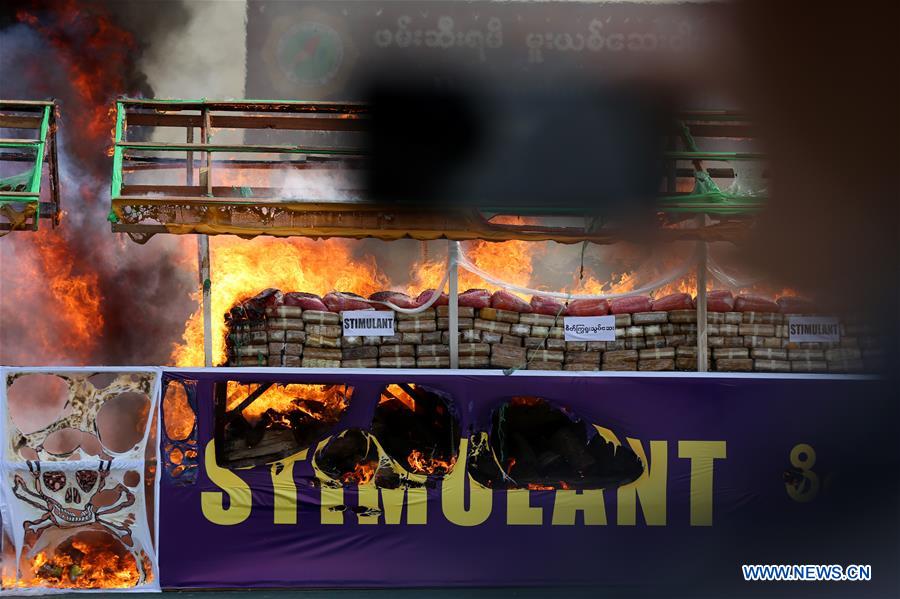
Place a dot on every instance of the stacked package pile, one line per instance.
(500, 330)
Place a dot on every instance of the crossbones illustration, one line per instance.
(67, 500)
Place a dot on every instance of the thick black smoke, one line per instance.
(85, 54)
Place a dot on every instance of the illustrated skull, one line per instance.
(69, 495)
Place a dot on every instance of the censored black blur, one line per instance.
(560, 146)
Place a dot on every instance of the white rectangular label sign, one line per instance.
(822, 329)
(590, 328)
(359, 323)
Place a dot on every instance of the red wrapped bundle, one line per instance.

------------------------------------------------------------

Line by line, retype the records above exactly, minus the images.

Place a dot on every instance of the stacked package pile, one line per instance.
(500, 330)
Place a dot on every instance of the crossbones illustration, one line per instance.
(67, 500)
Place a dot on every instance of the thick black smoke, one line per instance.
(85, 54)
Place a dot on every instance of the illustrated skull, one line per instance.
(69, 495)
Place a dot on every instance of the censored black blur, one line per instance.
(560, 146)
Place a dot on every instance of the white rectangular label sign, one line per instance.
(822, 329)
(590, 328)
(359, 323)
Place a dot on every instance of the red wrapped bundle, one line per instance.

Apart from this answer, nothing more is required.